Action item:
Give the listing again word for word. Leave every image out.
-----
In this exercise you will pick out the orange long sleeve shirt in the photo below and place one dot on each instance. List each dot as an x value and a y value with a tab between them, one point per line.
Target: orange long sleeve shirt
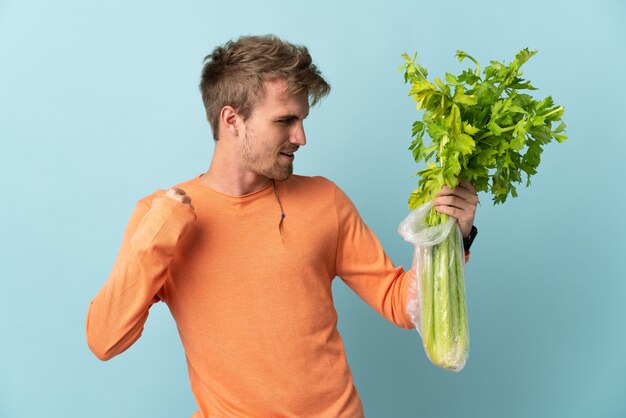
251	294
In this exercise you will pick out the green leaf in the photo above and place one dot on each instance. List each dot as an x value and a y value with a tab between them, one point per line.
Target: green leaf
469	129
465	144
451	79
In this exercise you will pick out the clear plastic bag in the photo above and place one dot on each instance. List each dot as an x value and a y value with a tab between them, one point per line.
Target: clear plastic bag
436	298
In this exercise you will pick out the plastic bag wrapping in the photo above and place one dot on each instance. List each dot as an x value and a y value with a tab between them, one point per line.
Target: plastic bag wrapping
436	298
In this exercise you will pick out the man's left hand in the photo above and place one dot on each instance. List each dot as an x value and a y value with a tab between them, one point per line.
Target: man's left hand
460	203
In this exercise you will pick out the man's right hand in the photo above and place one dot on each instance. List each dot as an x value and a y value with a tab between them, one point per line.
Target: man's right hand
179	195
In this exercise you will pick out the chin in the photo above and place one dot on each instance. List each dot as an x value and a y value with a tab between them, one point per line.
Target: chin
281	175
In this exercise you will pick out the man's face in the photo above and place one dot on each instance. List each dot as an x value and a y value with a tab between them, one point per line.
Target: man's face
274	132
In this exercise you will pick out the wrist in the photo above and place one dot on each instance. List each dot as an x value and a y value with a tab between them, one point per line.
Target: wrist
467	241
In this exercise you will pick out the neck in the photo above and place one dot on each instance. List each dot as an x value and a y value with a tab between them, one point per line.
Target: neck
226	176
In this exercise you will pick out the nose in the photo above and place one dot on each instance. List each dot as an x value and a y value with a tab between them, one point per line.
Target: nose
298	137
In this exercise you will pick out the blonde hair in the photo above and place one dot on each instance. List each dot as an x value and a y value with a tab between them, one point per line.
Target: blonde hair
233	74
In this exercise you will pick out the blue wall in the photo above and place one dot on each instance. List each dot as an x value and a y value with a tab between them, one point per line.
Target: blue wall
99	107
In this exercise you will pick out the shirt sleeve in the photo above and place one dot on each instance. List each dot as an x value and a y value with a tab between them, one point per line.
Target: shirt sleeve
364	266
118	312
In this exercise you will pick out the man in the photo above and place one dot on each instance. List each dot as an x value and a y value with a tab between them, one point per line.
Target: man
244	255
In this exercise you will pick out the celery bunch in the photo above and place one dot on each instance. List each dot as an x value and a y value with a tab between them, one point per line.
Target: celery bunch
486	129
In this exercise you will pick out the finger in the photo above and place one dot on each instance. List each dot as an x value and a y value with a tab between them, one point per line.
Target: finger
468	186
454	201
450	210
459	192
178	191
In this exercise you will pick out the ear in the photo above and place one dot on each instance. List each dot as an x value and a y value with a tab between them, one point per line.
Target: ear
230	121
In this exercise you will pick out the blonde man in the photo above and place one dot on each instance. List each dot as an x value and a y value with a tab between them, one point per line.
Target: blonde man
244	255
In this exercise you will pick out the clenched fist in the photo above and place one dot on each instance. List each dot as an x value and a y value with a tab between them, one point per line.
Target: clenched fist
179	195
460	203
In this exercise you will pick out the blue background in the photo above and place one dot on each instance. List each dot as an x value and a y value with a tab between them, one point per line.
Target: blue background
99	106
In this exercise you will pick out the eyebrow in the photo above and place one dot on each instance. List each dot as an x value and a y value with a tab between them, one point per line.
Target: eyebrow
290	116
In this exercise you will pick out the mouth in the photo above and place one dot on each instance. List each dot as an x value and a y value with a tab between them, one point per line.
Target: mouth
289	155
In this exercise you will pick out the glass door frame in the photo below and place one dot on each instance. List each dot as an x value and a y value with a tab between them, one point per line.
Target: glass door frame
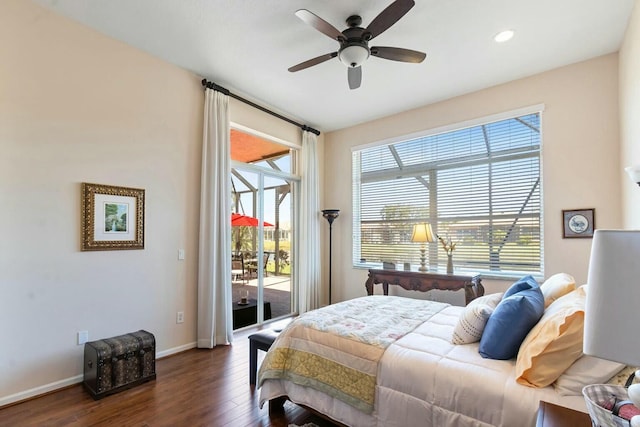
294	181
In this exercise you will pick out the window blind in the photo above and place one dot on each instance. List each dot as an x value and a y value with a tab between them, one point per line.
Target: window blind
478	186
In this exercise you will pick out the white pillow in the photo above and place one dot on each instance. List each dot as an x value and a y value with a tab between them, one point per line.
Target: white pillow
584	371
474	318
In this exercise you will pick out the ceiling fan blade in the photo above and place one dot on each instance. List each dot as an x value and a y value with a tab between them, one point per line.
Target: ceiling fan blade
398	54
314	61
354	75
319	24
389	16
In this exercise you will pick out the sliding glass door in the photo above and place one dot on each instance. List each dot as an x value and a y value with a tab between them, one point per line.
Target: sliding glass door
262	220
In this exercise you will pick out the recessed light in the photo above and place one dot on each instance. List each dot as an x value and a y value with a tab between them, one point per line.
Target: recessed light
504	36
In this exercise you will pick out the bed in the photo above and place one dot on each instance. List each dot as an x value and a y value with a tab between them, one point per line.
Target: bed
400	369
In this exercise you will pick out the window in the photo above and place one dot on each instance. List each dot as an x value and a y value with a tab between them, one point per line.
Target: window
478	185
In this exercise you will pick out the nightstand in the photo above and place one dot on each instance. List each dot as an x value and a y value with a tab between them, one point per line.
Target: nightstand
550	415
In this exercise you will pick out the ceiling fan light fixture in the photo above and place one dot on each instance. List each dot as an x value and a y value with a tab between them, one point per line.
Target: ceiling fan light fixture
353	55
504	36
-----
Answer space:
In this exercise you will pick out the orange long sleeve shirt in the photo below and place one dot on each instance. List each dot as an x value and a y value with a tab between them, one point per line.
Target: orange long sleeve shirt
251	294
In this exercise you will pick out the green leaf in the photo above and place one dot on each instance. List each dot as an x value and a y value with a tab between them, one point per line.
Target: green leaf
469	129
465	144
451	79
In this exercise you will pick out the clear plastic bag in the photo above and place one dot on each instance. List each dot as an x value and a y value with a tab between them, one point per line.
Target: clear plastic bag
436	298
In this exercise you will pick out the plastic bag wrapping in the photo above and place one dot on each instance. List each dot as an x value and a y value with a tab between them, one point per line.
Target: plastic bag wrapping
436	298
In this exercise you will pick out the man's left hand in the photo above and place one dot on each instance. List each dot as an x value and a y value with a tab between them, one point per line.
Target: man's left hand
460	203
In this exercise you will pick out the man's right hand in the photo above and place one dot on each instance. List each dot as an x value and a y value with a tab between them, one point per line.
Target: man's right hand
179	195
In this exercise you will pick out the chin in the photo above and place one dot on each instance. List each dot as an x value and a y value with a tab between them, one point per line.
Target: chin
281	175
In this exercise you will pick out the man's face in the photo above and place one dot on each instance. List each dot as an x value and a y value with a tab between them, one point per line.
Target: man's face
274	132
In this exercise you will pick out the wrist in the photo above and place one dot on each instance. List each dot as an x value and a y value with a tab between them, one point per line.
Target: wrist
467	241
In this exercise you will pick out the neck in the photo above and place one dot on each instance. List each dot as an x value and a y value with a tab between them, one point per line.
Target: neck
226	176
In this exercise you will pick out the nose in the photo above and place one dot on each instance. List each dot as an x value and a y value with a tab between them, one point per line.
Target: nose
298	137
In this exercise you will pick out the blonde hair in the photo above and place one dot on each instance. List each dot as an x value and a y value with a tab between them, one point per line.
Target: blonde hair
233	74
In this exercise you will pick out the blue wall in the photo above and place one dot on each instance. List each dot as an x value and a y value with a tab between them, one point per line.
Target: blue wall
99	107
In this exercise you will pick out the shirt sleeve in the photo above and place one dot on each instance. List each dot as an x value and a y value with a tab between them, one point per line.
Target: shirt sleeve
364	266
118	312
In this exercise you will pick out the man in the photo above and place one dot on each instance. List each dot as an x value and a y value with a tab between them, one point per line.
Target: man
244	255
In this exercise you will pick out the celery bunch in the photo above and place one dot on each instance. List each dot as an x value and a y value with a tab between them, one point per line.
Target: celery bunch
486	129
In this exercise you will pick out the finger in the photo above and place one dot on each instance. List each dot as an x value and a y value with a tab between them, one point per line.
Target: finger
468	186
454	201
450	210
459	192
178	191
In this exercise you will pick out the ear in the photo above and place one dot on each instance. List each dot as an x value and a y value with a tab between them, one point per line.
Target: ear
230	121
In this exercise you will pick out the blonde man in the photo above and place one dot on each instance. List each dot as an x value and a y value with a tab between them, one point per line.
Target: blonde man
244	255
In this exercise you will pick out the clenched fist in the photo above and place one dot on each instance. List each dot as an x value and a y value with a tab between them, one point per line.
Target: clenched fist
179	195
460	203
In this exercise you will pick out the blue background in the photo above and place one dot on each instance. List each dot as an x value and a y value with a tab between them, one point per line.
Target: blue background
99	106
In this exercise you will pick out the eyebrow in the photo above and place one dot on each instance. List each dot as an x value and a y value with a tab between them, one point per line.
Target: eyebrow
290	116
In this exercise you will pick out the mouth in the photo above and place one dot on each instance. List each dot as an x value and a y value with a tab between them, one point per line.
Target: mouth
289	155
In this exercise you will pick out the glass door frame in the photo below and place one dot on each instance. List each dot as an x value and a y value with a tab between them, one point per line.
Target: glass door frame
294	181
In this exercise you will pick out the window blind in the photo above and place one dot on each instance. List each dot as an x value and a y value with a tab between them, one point per line.
Target: window blind
478	186
In this exercise you will pick out the white pillow in the photo above and place one dot on each instance. List each dot as an x value and a y value with a tab between them, one point per line.
Target: white pillow
584	371
474	318
In this exercise you will pick out the ceiling fan blade in the photo above and place one dot on each instance. List each dot as an x value and a y value with a tab between them, one point per line.
Target: ceiling fan blade
398	54
314	61
354	75
319	24
389	16
In this exercise you will pick out the sliding glass door in the photo above and place one dot on each instance. List each dot as an x value and a y value with a tab between them, one point per line.
Target: sliding glass door
262	220
In this exercise you will pick out the recessed light in the photo above and place one dot on each instance. List each dot as an x value and a y value with a tab between them, one point per line.
Target: recessed light
504	36
In this exercise you will pick out the bed in the photo above and place one dot on each instance. List each dot as an x value and a y value with a tab between them, one point per line.
Target: bed
400	369
In this exercise you will pick out the window in the photo above and place one dot on each instance. List each dot as an x value and a y value with a tab between them, one point per line.
Target: window
478	185
In this exercise you will pick out the nightstand in the photo above and place one dot on each instance. List each dot as an x value and a y value with a tab between them, one point per line.
Target: nightstand
550	415
In this exercise you will pick out the ceiling fan light fixture in the photo above and place one dot on each instance. List each dot as an x value and a y value with a tab between them, one point per line.
Target: ceiling fan light fixture
353	55
504	36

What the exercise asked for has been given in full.